Lucin, survivante du génocide arménien :
"Je ne sais pas pourquoi ils ont fait ça."
Entretien avec la seule survivante en Argentine
par Daniel Vittar
Clarín (Buenos Aires), 28.03.2015


Lucin a les cheveux blancs et la peau marquée par les ans. Son visage garde une beauté fanée et une expression rebelle de noblesse, mais souvent elle s'égare dans des visions pénibles. Lucin Khatcherian, 105 ans, incarne le courage d'avoir survécu au sinistre génocide arménien.

Elle y perdit tôt sa mère, puis son père. Ses frères se dispersèrent dans un monde fait de révolutions et de pays émergents. Lucin grandit au rythme violent du 20ème siècle. Les psychologues nomment résilience la capacité qu'ont certaines personnes à s'adapter et à surmonter l'adversité et la souffrance. Lucin appelle cela la chance. "J'ai eu de la chance," dit-elle avec soulagement, "j'ai rencontré des gens bien qui m'ont aidée."

Consignes
• a. Reprenez sous forme de liste courte le paragraphe de la source qui commence par « Elle y perdit tôt sa mère », en gardant ses faits principaux.
• b. Traduisez en anglais cette phrase de la source : « Les psychologues nomment résilience la capacité qu'ont certaines personnes à s'adapter et à surmonter l'adversité et la souffrance. »

Données fournies
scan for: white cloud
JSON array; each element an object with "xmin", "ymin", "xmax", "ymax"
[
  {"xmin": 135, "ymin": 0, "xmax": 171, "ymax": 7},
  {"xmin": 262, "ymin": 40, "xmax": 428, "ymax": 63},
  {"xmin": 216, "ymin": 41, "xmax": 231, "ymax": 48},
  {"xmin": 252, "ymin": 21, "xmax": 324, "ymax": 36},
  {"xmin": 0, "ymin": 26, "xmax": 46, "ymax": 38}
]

Réponses
• a.
- Lucin perd tôt sa mère, puis son père.
- Ses frères se dispersent dans un monde de révolutions et de pays émergents.
- Elle grandit au rythme violent du 20e siècle.
- Les psychologues appellent résilience la capacité de s'adapter et de surmonter l'adversité et la souffrance. Lucin, elle, parle de chance.
- Selon elle, elle a eu de la chance de rencontrer des gens bien qui l'ont aidée.

• b. Psychologists call resilience the ability some people have to adapt and to overcome adversity and suffering.